::: GIVEN DATA
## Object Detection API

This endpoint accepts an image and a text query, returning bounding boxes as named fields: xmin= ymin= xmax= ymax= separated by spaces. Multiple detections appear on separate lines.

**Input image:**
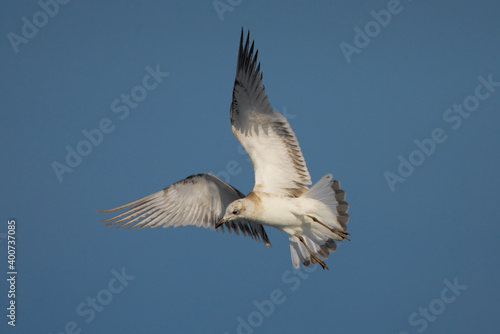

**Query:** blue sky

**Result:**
xmin=0 ymin=0 xmax=500 ymax=334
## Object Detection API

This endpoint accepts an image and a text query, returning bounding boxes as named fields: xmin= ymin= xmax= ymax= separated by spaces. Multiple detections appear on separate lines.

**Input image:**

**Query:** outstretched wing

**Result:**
xmin=231 ymin=30 xmax=311 ymax=197
xmin=99 ymin=174 xmax=271 ymax=247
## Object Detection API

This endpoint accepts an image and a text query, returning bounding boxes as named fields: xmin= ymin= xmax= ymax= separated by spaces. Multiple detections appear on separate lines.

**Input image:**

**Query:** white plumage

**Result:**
xmin=100 ymin=30 xmax=349 ymax=269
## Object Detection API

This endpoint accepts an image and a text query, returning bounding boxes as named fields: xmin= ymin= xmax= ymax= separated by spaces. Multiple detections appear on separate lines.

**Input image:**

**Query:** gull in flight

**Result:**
xmin=99 ymin=29 xmax=349 ymax=269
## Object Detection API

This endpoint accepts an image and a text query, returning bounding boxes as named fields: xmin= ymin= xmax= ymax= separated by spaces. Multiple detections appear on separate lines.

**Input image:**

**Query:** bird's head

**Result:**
xmin=215 ymin=199 xmax=246 ymax=229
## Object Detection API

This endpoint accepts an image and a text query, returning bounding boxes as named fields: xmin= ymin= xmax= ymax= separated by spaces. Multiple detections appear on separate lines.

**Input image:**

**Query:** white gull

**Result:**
xmin=99 ymin=30 xmax=349 ymax=269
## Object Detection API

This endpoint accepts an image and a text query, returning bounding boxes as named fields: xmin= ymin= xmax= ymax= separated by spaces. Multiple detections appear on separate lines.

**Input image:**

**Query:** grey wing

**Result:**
xmin=99 ymin=174 xmax=271 ymax=247
xmin=230 ymin=31 xmax=311 ymax=197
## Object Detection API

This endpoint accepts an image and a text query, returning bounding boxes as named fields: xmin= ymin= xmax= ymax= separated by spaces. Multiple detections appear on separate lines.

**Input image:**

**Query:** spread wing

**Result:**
xmin=99 ymin=174 xmax=271 ymax=247
xmin=230 ymin=30 xmax=311 ymax=197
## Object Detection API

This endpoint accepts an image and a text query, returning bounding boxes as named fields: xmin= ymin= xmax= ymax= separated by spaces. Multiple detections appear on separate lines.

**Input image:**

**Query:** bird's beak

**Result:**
xmin=215 ymin=218 xmax=227 ymax=229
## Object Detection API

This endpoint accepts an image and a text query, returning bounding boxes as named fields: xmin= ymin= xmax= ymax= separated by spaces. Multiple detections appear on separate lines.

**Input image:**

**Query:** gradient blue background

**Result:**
xmin=0 ymin=0 xmax=500 ymax=334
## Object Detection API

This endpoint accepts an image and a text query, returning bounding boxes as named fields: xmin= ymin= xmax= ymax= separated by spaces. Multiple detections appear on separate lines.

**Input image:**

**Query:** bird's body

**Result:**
xmin=102 ymin=31 xmax=349 ymax=269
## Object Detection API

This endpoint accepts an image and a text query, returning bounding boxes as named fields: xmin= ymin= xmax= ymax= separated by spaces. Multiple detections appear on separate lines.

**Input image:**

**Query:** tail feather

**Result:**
xmin=289 ymin=174 xmax=349 ymax=268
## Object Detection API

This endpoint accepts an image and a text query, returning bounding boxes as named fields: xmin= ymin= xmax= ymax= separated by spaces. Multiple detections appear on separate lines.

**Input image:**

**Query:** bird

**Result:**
xmin=99 ymin=28 xmax=350 ymax=269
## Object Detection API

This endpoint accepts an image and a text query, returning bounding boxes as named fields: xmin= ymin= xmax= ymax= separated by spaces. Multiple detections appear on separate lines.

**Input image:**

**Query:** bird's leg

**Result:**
xmin=295 ymin=234 xmax=330 ymax=270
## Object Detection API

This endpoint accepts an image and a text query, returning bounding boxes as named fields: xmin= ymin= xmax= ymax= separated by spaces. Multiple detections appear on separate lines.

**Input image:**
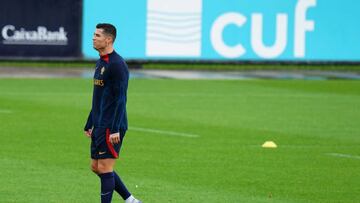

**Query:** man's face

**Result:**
xmin=93 ymin=29 xmax=111 ymax=51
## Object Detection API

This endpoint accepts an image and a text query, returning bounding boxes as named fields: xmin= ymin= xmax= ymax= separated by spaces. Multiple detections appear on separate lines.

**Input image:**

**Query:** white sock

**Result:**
xmin=125 ymin=195 xmax=136 ymax=203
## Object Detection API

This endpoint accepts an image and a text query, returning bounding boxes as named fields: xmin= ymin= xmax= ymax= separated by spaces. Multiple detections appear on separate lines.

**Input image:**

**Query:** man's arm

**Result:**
xmin=110 ymin=63 xmax=128 ymax=143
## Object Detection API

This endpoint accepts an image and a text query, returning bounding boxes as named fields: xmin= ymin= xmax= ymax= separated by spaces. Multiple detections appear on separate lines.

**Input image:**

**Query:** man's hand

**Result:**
xmin=110 ymin=133 xmax=120 ymax=144
xmin=84 ymin=129 xmax=92 ymax=138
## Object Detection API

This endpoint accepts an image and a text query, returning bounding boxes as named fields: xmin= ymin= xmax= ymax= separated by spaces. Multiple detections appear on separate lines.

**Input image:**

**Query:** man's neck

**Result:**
xmin=99 ymin=47 xmax=114 ymax=56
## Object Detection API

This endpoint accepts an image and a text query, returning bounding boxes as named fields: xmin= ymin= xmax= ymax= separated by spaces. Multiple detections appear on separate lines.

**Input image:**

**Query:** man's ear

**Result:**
xmin=106 ymin=37 xmax=112 ymax=45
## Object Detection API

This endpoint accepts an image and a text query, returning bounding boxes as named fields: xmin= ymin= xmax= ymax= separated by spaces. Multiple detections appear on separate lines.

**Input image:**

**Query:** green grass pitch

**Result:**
xmin=0 ymin=79 xmax=360 ymax=203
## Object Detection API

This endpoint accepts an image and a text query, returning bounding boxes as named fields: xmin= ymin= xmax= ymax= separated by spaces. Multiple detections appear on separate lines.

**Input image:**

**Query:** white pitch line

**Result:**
xmin=326 ymin=153 xmax=360 ymax=159
xmin=129 ymin=127 xmax=200 ymax=138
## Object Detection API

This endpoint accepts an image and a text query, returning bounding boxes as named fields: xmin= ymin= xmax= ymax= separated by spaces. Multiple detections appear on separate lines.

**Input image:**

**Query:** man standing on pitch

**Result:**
xmin=84 ymin=23 xmax=140 ymax=203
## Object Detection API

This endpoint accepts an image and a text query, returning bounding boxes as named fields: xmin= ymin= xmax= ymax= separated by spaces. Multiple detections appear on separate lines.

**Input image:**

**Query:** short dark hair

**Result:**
xmin=96 ymin=23 xmax=116 ymax=42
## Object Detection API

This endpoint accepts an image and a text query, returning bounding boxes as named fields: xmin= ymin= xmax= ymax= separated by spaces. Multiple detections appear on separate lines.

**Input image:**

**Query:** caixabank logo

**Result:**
xmin=1 ymin=24 xmax=68 ymax=46
xmin=146 ymin=0 xmax=317 ymax=59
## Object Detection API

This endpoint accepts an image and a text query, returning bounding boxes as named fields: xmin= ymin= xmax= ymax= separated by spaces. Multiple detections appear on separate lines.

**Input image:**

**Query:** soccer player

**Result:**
xmin=84 ymin=23 xmax=141 ymax=203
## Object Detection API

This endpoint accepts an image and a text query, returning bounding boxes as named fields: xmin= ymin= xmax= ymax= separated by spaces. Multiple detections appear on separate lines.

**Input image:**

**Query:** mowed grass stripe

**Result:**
xmin=0 ymin=79 xmax=360 ymax=202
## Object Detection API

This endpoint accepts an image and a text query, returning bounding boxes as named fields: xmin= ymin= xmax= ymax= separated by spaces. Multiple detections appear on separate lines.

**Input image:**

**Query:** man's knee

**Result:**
xmin=90 ymin=161 xmax=99 ymax=174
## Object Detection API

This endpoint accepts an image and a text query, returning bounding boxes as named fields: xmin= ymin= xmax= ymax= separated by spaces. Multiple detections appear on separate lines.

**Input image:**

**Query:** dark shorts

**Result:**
xmin=90 ymin=128 xmax=126 ymax=159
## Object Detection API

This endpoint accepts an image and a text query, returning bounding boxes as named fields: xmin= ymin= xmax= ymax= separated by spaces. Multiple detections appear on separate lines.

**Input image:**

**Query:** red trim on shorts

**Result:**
xmin=106 ymin=128 xmax=119 ymax=158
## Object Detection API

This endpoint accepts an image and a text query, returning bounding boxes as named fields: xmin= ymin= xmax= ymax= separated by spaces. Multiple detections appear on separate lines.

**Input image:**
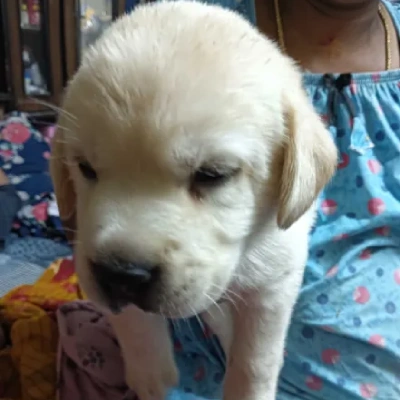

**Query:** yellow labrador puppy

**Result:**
xmin=51 ymin=1 xmax=337 ymax=400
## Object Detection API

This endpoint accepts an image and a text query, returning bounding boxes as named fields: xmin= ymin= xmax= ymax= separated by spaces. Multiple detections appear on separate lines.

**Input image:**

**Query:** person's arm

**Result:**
xmin=0 ymin=169 xmax=21 ymax=249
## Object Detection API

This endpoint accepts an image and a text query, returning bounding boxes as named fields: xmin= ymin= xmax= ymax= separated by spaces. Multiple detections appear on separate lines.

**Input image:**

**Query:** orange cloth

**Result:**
xmin=0 ymin=259 xmax=83 ymax=400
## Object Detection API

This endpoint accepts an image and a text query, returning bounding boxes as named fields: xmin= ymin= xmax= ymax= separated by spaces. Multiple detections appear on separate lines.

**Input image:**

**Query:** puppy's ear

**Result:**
xmin=50 ymin=125 xmax=76 ymax=240
xmin=278 ymin=85 xmax=337 ymax=229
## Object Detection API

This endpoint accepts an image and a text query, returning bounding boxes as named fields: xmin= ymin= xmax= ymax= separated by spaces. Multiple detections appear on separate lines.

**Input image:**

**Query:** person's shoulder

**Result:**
xmin=203 ymin=0 xmax=256 ymax=24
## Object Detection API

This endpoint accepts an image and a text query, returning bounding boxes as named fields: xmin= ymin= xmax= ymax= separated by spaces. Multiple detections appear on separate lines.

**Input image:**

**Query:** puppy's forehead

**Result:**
xmin=65 ymin=3 xmax=284 ymax=167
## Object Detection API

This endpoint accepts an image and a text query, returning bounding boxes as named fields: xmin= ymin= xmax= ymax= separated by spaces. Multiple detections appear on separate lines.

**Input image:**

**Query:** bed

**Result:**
xmin=0 ymin=112 xmax=72 ymax=296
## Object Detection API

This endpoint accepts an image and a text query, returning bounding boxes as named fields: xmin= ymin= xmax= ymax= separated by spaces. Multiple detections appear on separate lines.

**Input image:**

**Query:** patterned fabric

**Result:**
xmin=0 ymin=259 xmax=82 ymax=400
xmin=57 ymin=301 xmax=223 ymax=400
xmin=0 ymin=113 xmax=65 ymax=240
xmin=0 ymin=253 xmax=43 ymax=296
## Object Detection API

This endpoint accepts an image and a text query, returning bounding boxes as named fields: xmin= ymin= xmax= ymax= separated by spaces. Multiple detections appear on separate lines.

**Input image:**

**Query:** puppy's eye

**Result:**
xmin=78 ymin=161 xmax=97 ymax=181
xmin=192 ymin=168 xmax=237 ymax=186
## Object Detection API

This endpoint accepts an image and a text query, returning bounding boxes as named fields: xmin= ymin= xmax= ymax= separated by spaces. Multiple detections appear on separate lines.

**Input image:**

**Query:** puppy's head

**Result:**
xmin=51 ymin=2 xmax=336 ymax=317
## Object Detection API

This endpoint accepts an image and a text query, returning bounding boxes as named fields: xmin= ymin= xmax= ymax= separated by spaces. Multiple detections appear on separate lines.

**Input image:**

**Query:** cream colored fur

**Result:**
xmin=51 ymin=1 xmax=337 ymax=400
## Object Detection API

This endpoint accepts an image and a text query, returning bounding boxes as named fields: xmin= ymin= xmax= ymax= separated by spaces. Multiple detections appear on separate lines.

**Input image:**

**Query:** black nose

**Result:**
xmin=90 ymin=258 xmax=160 ymax=312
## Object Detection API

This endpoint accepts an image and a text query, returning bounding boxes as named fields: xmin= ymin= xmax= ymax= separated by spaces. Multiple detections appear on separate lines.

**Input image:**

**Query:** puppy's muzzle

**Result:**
xmin=90 ymin=257 xmax=161 ymax=313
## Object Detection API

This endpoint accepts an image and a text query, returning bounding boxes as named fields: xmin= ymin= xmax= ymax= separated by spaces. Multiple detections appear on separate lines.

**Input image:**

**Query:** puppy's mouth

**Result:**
xmin=89 ymin=261 xmax=230 ymax=319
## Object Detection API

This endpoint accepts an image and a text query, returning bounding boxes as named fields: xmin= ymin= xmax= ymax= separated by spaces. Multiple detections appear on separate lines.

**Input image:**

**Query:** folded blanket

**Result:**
xmin=57 ymin=301 xmax=134 ymax=400
xmin=0 ymin=259 xmax=82 ymax=400
xmin=57 ymin=301 xmax=216 ymax=400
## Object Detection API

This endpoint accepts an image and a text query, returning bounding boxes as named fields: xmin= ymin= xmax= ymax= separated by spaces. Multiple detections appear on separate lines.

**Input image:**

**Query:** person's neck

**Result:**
xmin=279 ymin=0 xmax=383 ymax=51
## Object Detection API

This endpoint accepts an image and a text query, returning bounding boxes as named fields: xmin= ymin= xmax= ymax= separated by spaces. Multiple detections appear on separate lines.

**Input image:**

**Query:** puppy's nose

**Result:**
xmin=90 ymin=258 xmax=160 ymax=312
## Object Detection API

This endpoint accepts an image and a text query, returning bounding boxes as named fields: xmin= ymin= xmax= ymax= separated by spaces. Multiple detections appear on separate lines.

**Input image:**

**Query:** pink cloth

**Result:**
xmin=57 ymin=301 xmax=135 ymax=400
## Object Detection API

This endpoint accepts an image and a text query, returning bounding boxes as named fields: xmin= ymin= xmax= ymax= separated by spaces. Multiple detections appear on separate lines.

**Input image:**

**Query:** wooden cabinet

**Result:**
xmin=0 ymin=0 xmax=126 ymax=115
xmin=63 ymin=0 xmax=127 ymax=80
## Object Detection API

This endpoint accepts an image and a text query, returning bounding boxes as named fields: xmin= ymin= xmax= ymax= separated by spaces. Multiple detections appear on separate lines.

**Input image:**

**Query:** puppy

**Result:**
xmin=51 ymin=1 xmax=337 ymax=400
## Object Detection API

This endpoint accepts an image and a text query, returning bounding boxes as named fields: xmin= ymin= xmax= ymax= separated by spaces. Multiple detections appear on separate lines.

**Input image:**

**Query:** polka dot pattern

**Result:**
xmin=170 ymin=13 xmax=400 ymax=400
::::::
WHAT THE EXERCISE ASKS
Count the lines in the data above that contain the string "wing", and reply with only that number.

SOLUTION FOR THIS EXERCISE
3